* Exercise text
○ ○ ○

Lars Tönges completed his studies in human medicine at the renowned University of Heidelberg. There he also carried out his medical doctorate in the Research Training Group of the Collaborative Research Center 317 in neuroscience and molecular biology (Prof. Dr. H. Monyer). Then he trained as a specialist in neurology at the University Medical Center Göttingen (Prof. Dr. M. Bähr) where he specialized in Parkinson's disease and movement disorders as well as in neurological stroke and acute care medicine. In the group of Prof. Lingor he started own translationally oriented neurobiological projects leading to neuroprotective therapies in neurodegenerative diseases that have already been translated into human clinical studies. In 2015, Prof. Tönges was appointed to a W2 professorship at the Ruhr University Bochum for Clinical and Translational Neuroprotection. There he is active as a senior physician and led the area Parkinson's diseases and movement disorders. In 2017, he received the prestigious Hans-Jörg Weitbrecht Science Prize for Clinical Neurosciences.

Ralf Gold

Ralf Gold was heading the Institute for Multiple Sclerosis Research, University of Goettingen and Gemeinnützige Hertie-Stiftung, until he took the chair of the Department of Neurology, University of Bochum at St. Josef-Spital in August 2006. Here the annual number of MS patients comes to more than 1200 outpatients and 800 inpatients. Prof. Dr. Gold’s main scientific interest is in translational therapies for multiple sclerosis, experimental immunotherapies in the animal models for multiple sclerosis and Guillain-Barré syndrome, and neurobiological disease modulators. He served as leading clinical physician and as principal investigator in a number of controlled therapeutic trials in multiple sclerosis, and is involved in several scientific research programmes and advisory boards. Currently he is past-president of German Neurological Society and is leader of the German MS network panel KKNMS. Together with Prof. Montalban he coordinated the European MS guidelines.  Prof. Dr. Gold is also a member of a number of societies including American Academy for Neurology, European Academy for Neurology and board member of the German Kompetenznetwork Multiple Sclerosis. He has received several scientific awards for his experimental and clinical studies. Also he contributes to several editorial boards. From his scientific work more than 330 original publications and 110 review articles were published, with a h-Index of 62.

○ ○ ○

* Task list
1) Answer each question from the biographies.
(a) In what year was Lars Tönges appointed to a W2 professorship at the Ruhr University Bochum?
(b) When did Ralf Gold take the chair of the Department of Neurology, University of Bochum at St. Josef-Spital?
(c) How many original publications have come from Ralf Gold's scientific work?
2) Turn the paragraph in the biographies that opens "Lars Tönges completed his studies" into a bulleted list that keeps its main facts.

○ ○ ○

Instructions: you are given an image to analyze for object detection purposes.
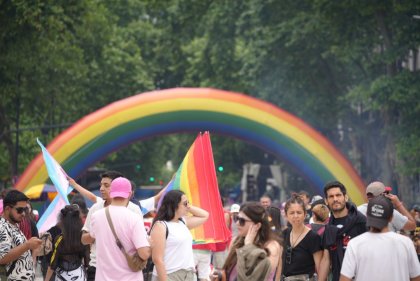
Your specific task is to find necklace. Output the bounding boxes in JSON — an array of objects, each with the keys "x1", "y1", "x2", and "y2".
[{"x1": 290, "y1": 227, "x2": 305, "y2": 248}]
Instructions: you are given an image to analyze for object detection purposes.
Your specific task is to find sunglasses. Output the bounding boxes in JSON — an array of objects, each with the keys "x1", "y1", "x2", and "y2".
[
  {"x1": 14, "y1": 207, "x2": 29, "y2": 214},
  {"x1": 286, "y1": 246, "x2": 293, "y2": 264},
  {"x1": 233, "y1": 216, "x2": 251, "y2": 226}
]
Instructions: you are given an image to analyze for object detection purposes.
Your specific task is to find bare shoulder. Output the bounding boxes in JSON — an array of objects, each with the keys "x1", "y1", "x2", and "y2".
[{"x1": 265, "y1": 240, "x2": 281, "y2": 255}]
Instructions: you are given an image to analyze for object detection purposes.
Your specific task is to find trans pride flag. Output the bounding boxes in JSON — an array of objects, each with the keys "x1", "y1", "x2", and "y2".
[
  {"x1": 36, "y1": 139, "x2": 73, "y2": 233},
  {"x1": 159, "y1": 132, "x2": 231, "y2": 244}
]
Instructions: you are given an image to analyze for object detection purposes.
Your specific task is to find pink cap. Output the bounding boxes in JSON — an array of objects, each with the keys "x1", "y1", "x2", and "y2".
[{"x1": 109, "y1": 177, "x2": 131, "y2": 198}]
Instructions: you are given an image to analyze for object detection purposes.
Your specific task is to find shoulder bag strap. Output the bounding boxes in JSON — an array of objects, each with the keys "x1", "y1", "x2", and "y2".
[{"x1": 105, "y1": 207, "x2": 125, "y2": 253}]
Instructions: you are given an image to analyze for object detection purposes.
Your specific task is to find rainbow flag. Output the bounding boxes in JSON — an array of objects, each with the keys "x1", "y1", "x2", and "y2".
[
  {"x1": 159, "y1": 132, "x2": 231, "y2": 244},
  {"x1": 36, "y1": 139, "x2": 73, "y2": 233}
]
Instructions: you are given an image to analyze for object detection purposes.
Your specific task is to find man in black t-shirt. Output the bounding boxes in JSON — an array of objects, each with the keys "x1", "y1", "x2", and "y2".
[{"x1": 319, "y1": 181, "x2": 366, "y2": 281}]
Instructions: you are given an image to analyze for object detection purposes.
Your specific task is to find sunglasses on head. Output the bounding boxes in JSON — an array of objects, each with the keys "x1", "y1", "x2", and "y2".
[
  {"x1": 233, "y1": 216, "x2": 251, "y2": 226},
  {"x1": 286, "y1": 246, "x2": 293, "y2": 264},
  {"x1": 14, "y1": 207, "x2": 29, "y2": 214}
]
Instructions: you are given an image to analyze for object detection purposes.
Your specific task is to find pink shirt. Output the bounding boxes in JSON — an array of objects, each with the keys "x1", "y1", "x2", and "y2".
[{"x1": 90, "y1": 205, "x2": 149, "y2": 281}]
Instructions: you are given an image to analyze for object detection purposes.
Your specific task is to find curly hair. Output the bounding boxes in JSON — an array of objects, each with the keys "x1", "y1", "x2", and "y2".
[{"x1": 223, "y1": 202, "x2": 277, "y2": 272}]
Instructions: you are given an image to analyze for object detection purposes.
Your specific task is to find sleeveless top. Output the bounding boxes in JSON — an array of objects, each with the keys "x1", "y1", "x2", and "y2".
[{"x1": 153, "y1": 218, "x2": 194, "y2": 276}]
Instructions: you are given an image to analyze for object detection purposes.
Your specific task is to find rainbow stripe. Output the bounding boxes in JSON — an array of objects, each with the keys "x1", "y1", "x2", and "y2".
[
  {"x1": 16, "y1": 88, "x2": 365, "y2": 204},
  {"x1": 166, "y1": 132, "x2": 231, "y2": 244}
]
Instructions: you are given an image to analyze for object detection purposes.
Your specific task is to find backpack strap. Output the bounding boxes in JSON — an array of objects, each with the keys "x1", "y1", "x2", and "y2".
[
  {"x1": 148, "y1": 221, "x2": 169, "y2": 239},
  {"x1": 105, "y1": 207, "x2": 126, "y2": 254}
]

○ ○ ○

* Responses to the tasks
1)
(a) 2015
(b) August 2006
(c) More than 330

2)
- Studied human medicine at the University of Heidelberg. He also completed his medical doctorate there, in the Research Training Group of the Collaborative Research Center 317 in neuroscience and molecular biology (Prof. Dr. H. Monyer).
- Trained as a specialist in neurology at the University Medical Center Göttingen (Prof. Dr. M. Bähr). There he specialized in Parkinson's disease and movement disorders and in neurological stroke and acute care medicine.
- Started his own translationally oriented neurobiological projects in Prof. Lingor's group. These projects led to neuroprotective therapies in neurodegenerative diseases that have already been translated into human clinical studies.
- Was appointed in 2015 to a W2 professorship for Clinical and Translational Neuroprotection at the Ruhr University Bochum. He is a senior physician there and led the area Parkinson's diseases and movement disorders.
- Received the Hans-Jörg Weitbrecht Science Prize for Clinical Neurosciences in 2017.